• What you will do:
Reproduce the listing from the line containing "Phrase: blue sky" through the line containing "(1278, 311)", inclusive, swapping in "Marked points" wherever "Pointer output" appears and changing nothing else. Omit the pictures from your answer.

• Material shown:
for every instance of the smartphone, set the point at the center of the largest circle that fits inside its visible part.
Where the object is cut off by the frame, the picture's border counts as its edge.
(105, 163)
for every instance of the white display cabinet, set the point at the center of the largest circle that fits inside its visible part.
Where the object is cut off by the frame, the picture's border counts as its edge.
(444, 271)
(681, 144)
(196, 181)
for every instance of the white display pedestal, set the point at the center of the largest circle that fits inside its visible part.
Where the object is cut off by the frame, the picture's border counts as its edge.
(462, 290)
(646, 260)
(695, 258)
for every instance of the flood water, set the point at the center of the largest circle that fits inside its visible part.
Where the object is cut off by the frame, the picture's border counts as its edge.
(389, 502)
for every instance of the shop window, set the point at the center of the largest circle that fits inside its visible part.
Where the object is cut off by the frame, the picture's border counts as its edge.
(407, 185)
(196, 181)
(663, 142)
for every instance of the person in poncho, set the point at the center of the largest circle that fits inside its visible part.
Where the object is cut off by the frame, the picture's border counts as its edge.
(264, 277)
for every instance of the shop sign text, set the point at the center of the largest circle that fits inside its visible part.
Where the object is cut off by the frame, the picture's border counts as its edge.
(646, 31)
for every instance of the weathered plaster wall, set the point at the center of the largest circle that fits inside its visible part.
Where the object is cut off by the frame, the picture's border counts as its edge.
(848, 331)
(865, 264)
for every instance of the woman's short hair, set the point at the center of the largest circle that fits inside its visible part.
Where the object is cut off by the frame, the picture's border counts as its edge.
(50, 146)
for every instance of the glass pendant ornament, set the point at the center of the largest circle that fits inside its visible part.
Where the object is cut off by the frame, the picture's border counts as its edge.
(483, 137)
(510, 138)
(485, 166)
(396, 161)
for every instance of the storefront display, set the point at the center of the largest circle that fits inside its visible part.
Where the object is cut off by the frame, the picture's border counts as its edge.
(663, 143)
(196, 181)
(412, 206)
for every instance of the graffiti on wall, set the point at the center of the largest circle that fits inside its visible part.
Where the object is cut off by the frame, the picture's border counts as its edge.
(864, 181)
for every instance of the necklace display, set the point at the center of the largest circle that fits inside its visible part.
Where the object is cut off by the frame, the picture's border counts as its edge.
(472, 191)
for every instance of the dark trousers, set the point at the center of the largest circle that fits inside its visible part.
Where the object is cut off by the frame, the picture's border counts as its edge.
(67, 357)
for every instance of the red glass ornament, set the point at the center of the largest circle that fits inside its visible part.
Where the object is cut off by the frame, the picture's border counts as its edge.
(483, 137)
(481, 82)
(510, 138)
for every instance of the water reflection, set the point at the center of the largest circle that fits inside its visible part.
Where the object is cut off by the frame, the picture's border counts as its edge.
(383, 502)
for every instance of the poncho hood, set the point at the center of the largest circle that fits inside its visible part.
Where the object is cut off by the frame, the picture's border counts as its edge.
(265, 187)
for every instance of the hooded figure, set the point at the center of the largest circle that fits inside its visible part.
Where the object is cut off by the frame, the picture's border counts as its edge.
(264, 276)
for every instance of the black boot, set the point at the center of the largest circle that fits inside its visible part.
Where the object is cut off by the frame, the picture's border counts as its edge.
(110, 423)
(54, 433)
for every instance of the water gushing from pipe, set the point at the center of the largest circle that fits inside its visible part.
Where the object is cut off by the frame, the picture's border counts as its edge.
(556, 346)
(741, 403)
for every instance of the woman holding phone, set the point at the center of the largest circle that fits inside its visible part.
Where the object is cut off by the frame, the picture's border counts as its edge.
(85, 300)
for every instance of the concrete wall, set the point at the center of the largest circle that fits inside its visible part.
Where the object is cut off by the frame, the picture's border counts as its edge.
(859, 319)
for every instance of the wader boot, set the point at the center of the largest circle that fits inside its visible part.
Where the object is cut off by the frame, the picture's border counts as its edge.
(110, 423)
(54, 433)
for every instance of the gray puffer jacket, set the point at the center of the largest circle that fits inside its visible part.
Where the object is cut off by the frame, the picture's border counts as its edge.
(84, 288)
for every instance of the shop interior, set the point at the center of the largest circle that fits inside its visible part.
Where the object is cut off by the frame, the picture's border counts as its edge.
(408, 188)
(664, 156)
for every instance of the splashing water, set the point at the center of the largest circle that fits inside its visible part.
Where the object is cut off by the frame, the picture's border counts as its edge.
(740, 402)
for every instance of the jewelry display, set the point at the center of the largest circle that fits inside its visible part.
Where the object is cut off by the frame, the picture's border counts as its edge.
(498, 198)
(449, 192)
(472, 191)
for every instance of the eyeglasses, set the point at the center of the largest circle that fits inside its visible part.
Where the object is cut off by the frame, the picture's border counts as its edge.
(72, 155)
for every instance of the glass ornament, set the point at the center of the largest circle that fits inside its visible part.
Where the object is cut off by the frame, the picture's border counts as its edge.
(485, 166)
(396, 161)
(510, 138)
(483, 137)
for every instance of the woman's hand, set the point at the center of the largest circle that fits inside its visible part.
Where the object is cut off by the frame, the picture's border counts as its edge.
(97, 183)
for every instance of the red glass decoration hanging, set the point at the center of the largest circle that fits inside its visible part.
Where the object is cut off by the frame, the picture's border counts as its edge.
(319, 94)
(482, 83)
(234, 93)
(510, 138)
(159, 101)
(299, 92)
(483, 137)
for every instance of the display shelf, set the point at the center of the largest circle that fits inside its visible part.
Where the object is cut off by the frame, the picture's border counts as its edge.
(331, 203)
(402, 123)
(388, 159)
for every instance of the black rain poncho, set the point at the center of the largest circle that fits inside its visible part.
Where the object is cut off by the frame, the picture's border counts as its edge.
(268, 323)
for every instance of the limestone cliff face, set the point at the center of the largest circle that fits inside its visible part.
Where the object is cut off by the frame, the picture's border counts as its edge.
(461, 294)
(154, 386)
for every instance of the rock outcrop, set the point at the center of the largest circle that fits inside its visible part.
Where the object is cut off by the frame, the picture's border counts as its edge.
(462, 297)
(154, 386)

...

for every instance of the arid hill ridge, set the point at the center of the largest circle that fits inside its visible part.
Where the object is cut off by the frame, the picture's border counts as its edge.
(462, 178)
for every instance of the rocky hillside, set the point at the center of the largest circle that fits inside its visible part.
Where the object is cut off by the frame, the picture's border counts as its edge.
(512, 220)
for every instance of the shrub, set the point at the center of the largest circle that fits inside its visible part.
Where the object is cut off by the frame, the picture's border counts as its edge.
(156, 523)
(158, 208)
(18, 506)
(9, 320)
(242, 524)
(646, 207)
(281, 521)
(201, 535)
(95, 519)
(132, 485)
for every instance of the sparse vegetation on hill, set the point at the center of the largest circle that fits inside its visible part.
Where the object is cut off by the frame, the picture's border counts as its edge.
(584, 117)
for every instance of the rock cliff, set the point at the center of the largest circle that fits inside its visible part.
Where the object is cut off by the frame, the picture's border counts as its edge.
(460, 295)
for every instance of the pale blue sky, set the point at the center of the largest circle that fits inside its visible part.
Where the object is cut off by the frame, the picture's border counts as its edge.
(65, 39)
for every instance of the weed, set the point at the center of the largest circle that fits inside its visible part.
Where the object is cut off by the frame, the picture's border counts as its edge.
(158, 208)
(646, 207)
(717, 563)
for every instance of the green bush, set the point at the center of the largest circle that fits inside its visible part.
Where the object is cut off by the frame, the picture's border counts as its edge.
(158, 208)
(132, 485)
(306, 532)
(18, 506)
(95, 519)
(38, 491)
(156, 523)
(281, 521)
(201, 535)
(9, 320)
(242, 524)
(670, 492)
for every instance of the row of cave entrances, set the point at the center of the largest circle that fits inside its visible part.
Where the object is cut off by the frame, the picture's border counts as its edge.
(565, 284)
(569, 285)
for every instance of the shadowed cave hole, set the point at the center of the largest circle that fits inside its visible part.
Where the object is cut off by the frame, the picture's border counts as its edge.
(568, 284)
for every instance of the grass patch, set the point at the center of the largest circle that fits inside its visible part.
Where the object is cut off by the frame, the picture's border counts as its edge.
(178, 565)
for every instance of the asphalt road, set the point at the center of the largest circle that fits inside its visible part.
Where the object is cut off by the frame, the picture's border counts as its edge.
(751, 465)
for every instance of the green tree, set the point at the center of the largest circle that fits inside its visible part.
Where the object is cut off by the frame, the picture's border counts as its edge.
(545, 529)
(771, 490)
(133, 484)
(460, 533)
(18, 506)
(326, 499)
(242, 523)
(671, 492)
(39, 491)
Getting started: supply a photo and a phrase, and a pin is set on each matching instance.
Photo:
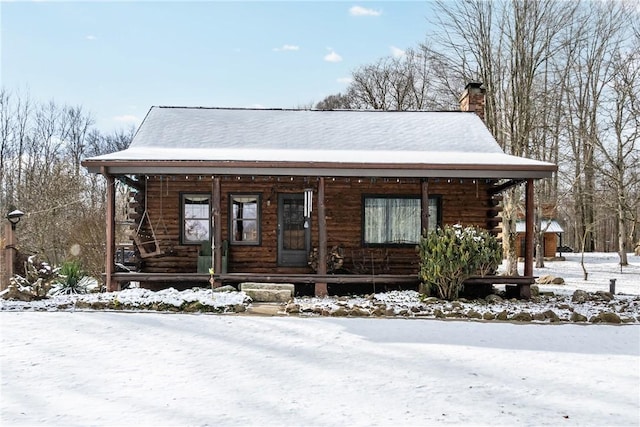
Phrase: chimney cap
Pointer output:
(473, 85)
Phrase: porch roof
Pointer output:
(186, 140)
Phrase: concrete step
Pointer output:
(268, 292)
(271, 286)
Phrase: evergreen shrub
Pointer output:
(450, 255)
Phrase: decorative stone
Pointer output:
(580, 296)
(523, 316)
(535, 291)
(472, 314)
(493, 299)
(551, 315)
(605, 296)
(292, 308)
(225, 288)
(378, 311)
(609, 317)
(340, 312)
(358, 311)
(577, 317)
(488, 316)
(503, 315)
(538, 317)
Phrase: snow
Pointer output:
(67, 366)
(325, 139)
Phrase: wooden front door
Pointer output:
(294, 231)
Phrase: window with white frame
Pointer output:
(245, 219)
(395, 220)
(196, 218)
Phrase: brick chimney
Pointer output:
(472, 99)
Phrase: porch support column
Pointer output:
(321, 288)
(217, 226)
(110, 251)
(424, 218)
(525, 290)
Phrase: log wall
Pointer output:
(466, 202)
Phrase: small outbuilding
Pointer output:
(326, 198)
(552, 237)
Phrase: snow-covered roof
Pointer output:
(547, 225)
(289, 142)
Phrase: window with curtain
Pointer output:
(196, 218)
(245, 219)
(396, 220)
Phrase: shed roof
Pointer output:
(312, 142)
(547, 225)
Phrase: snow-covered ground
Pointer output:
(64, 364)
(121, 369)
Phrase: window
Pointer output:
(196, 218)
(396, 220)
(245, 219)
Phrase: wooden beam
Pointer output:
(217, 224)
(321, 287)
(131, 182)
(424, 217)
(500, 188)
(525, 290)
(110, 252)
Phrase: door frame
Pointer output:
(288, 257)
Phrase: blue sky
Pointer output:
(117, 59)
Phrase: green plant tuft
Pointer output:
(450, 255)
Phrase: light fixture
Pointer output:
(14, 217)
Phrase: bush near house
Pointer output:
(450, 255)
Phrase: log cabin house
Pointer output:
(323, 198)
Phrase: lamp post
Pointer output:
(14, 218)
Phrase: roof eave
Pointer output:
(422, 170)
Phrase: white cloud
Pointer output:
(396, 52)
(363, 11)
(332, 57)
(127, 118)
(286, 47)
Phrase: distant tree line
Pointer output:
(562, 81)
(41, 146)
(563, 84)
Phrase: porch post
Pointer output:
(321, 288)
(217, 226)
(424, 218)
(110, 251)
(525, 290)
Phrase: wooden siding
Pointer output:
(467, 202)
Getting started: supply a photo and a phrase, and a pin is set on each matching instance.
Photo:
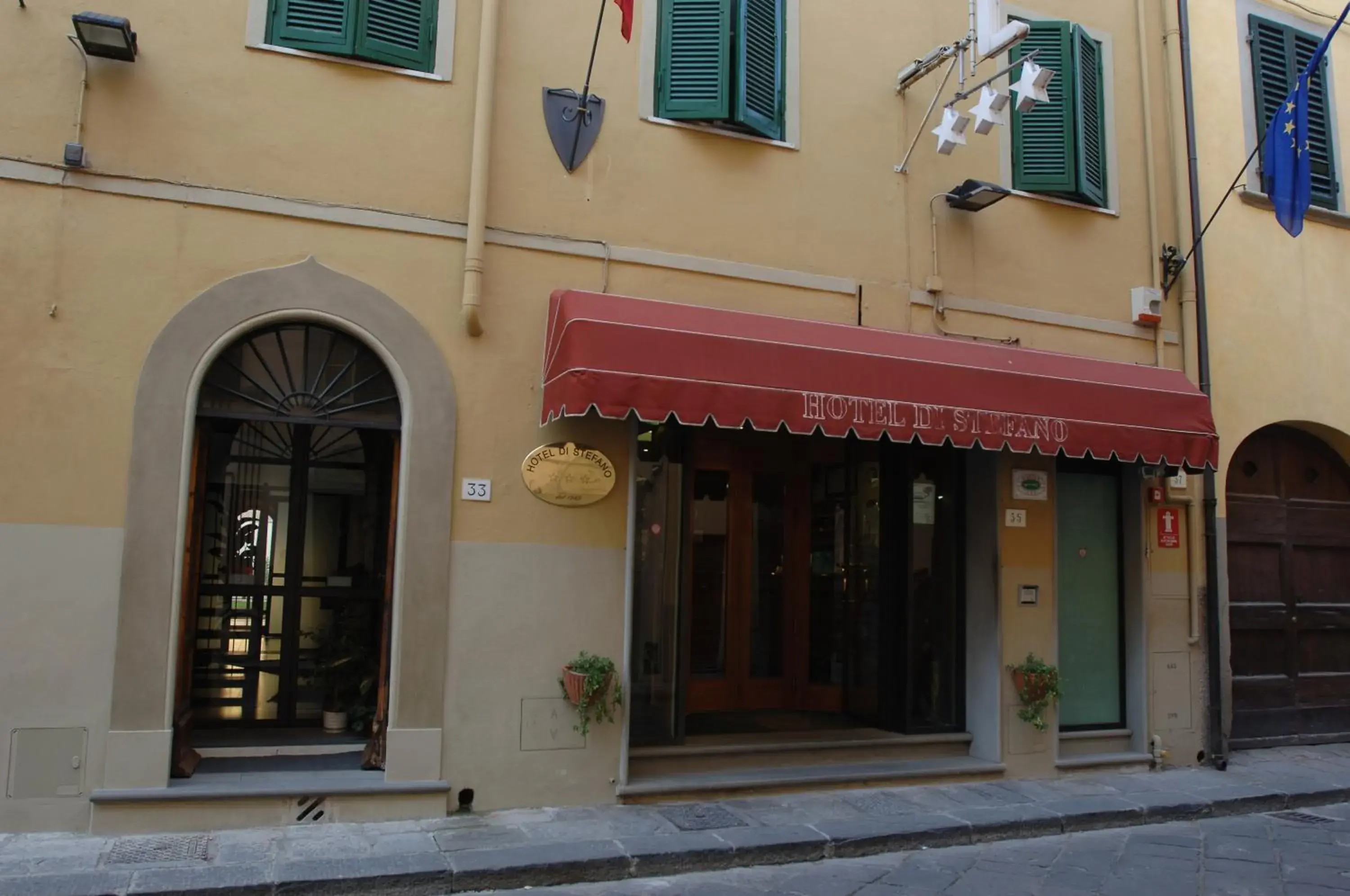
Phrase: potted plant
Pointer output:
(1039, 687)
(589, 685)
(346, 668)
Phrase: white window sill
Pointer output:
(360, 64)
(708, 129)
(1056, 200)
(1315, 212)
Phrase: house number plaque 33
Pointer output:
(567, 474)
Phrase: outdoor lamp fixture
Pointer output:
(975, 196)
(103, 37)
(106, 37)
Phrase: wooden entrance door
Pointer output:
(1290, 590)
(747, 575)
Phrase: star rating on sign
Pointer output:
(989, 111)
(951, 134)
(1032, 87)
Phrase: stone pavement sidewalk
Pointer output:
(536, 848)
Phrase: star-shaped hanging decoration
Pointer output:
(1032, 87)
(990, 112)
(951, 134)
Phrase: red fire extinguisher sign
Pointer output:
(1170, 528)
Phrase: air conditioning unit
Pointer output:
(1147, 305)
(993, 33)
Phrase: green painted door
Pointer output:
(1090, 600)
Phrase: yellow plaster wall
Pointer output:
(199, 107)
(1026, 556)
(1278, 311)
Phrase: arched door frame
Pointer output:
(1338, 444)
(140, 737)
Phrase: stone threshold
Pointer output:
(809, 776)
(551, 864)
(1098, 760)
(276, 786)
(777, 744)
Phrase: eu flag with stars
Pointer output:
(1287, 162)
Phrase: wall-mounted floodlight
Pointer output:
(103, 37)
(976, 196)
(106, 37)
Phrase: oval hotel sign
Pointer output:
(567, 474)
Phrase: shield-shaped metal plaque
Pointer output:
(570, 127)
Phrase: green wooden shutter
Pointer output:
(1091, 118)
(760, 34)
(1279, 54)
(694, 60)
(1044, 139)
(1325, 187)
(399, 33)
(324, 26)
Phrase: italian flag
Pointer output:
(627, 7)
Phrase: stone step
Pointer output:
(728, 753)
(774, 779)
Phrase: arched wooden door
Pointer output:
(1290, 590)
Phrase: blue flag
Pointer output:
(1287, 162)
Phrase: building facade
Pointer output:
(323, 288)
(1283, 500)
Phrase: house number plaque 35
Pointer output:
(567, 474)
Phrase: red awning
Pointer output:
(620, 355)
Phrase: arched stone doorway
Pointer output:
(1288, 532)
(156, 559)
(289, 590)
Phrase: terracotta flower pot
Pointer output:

• Exercise response:
Phrase: blue sky
Marked points:
(117, 59)
Phrase: green plant tuft
Marked points:
(450, 255)
Phrase: light fixture
Marked points:
(14, 217)
Phrase: bush near house
Marked points:
(450, 255)
Phrase: log cabin house
Marked points:
(323, 198)
Phrase: lamp post
Marked points:
(14, 218)
Phrase: roof eave
Marked points:
(422, 170)
Phrase: white cloud
Marked points:
(396, 52)
(363, 11)
(332, 57)
(127, 118)
(286, 47)
Phrase: distant tree line
Marked points:
(562, 81)
(41, 146)
(563, 84)
Phrase: porch post
Marked points:
(321, 288)
(217, 226)
(424, 218)
(110, 251)
(525, 290)
Phrase: wooden siding
Marked points:
(467, 202)
Getting started: supply a photo and a phrase, and a pin is set on each matching instance.
Photo:
Phrase: potted plant
Marked points:
(1039, 687)
(589, 685)
(346, 668)
Phrase: white window sill
Marked points:
(360, 64)
(708, 129)
(1056, 200)
(1315, 212)
Phrase: house number plaque 33
Marked points:
(567, 474)
Phrase: outdoor lamp fixture
Marked points:
(975, 196)
(103, 37)
(106, 37)
Phrase: wooden entrance door
Marked points:
(1290, 590)
(747, 575)
Phrase: star rating on sign
Marked points:
(989, 111)
(951, 134)
(1032, 87)
Phrase: stone pavement sidewalk
Marked points:
(536, 848)
Phrase: star-shaped hanging decoration
Marked points:
(1032, 87)
(990, 112)
(951, 134)
Phrase: red fire extinguisher sign
Marked points:
(1170, 528)
Phrase: air conditioning unit
Marked points:
(1147, 305)
(993, 33)
Phrase: green painted door
Marked points:
(1090, 600)
Phrase: yellow plaster wall
Marked points:
(199, 107)
(1026, 556)
(1278, 311)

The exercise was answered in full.